* **MATERIAL SUPPLIED**:

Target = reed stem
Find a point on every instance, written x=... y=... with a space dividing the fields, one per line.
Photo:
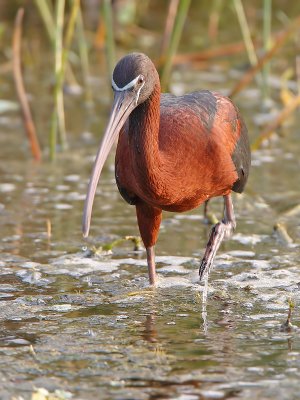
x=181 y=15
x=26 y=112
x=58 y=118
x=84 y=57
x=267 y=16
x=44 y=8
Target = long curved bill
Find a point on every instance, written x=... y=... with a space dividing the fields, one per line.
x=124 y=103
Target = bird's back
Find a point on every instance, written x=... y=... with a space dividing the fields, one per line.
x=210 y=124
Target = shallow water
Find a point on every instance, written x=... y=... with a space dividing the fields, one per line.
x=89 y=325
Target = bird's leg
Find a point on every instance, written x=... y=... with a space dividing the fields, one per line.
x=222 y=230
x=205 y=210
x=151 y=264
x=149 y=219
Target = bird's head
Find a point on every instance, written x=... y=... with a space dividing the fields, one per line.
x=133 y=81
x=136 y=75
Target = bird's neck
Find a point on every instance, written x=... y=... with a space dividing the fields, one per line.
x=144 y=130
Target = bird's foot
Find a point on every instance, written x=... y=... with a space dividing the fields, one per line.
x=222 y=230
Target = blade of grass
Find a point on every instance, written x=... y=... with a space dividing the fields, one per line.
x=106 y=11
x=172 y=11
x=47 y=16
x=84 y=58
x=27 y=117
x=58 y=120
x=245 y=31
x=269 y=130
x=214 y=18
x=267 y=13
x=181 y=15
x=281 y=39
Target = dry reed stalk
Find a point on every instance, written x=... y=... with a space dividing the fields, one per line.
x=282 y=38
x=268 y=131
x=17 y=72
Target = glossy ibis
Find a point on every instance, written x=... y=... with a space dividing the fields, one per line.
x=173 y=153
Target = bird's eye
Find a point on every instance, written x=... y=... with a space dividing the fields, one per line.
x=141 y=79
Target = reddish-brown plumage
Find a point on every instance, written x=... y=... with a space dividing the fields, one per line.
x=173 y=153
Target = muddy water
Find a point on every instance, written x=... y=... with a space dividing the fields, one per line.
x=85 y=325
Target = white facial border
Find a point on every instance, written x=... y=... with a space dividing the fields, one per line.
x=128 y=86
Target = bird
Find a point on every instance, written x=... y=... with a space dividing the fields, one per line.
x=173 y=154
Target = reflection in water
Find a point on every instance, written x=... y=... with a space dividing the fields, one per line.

* **PROBLEM TO SOLVE**: Pull every line of the records above out word for word, dropping the picture.

* **FULL ANSWER**:
Target = reed stem
Find a point on every instance, written x=... y=... with a space dividing the fields, one per line.
Photo:
x=181 y=15
x=26 y=112
x=58 y=118
x=84 y=57
x=267 y=16
x=44 y=8
Target = long curved bill
Find a point on every instance, written x=... y=... with a space dividing the fields, one per line.
x=124 y=103
Target = bird's back
Find a point on every instance, written x=... y=... with a space dividing the fields, one per line.
x=210 y=124
Target = shallow water
Find a point on every instance, written x=... y=... with a space dividing the fields, one per line.
x=89 y=325
Target = bird's leg
Find a point on every instance, written x=... y=... with a space dividing the fields, one per line.
x=222 y=230
x=205 y=210
x=151 y=264
x=149 y=219
Target = bird's head
Find a point on every instance, written x=... y=... with a space dividing the fields, one per line.
x=133 y=81
x=136 y=75
Target = bird's neck
Find a point on every instance, written x=... y=... with a space dividing the fields, one per line.
x=144 y=130
Target = bird's foot
Find a point on every instance, written x=... y=... with a space dividing the fields, one per line.
x=222 y=230
Target = blade of grass
Find a point on every instance, written x=... y=... with a space dividing the fields, one per line.
x=106 y=11
x=172 y=11
x=47 y=16
x=84 y=58
x=27 y=117
x=58 y=120
x=245 y=31
x=269 y=130
x=214 y=18
x=267 y=13
x=181 y=15
x=281 y=39
Target = dry reed stalk
Find a point on every instance, written x=... y=... with a space dividing the fields, one per line.
x=282 y=38
x=268 y=131
x=17 y=72
Target = glossy ibis
Find a point on every instance, written x=... y=... with a space dividing the fields, one per line.
x=173 y=153
Target = bird's eye
Find a point on every instance, written x=... y=... with a space dividing the fields, one per line.
x=141 y=79
Target = reddish-brown plumage
Find a point on every instance, written x=... y=... with a space dividing the fields, one per line.
x=173 y=153
Target = muddy water
Find a point on every instance, written x=... y=... with a space dividing the fields, one per line.
x=85 y=325
Target = white facial border
Find a point on every instance, written x=... y=... with a space dividing the fields, one per line.
x=128 y=86
Target = bird
Find a point on every instance, written x=... y=... with a space dividing the fields, one per line.
x=173 y=154
Target = reflection in water
Find a point on every instance, written x=... y=... with a space dividing the fields, one per line.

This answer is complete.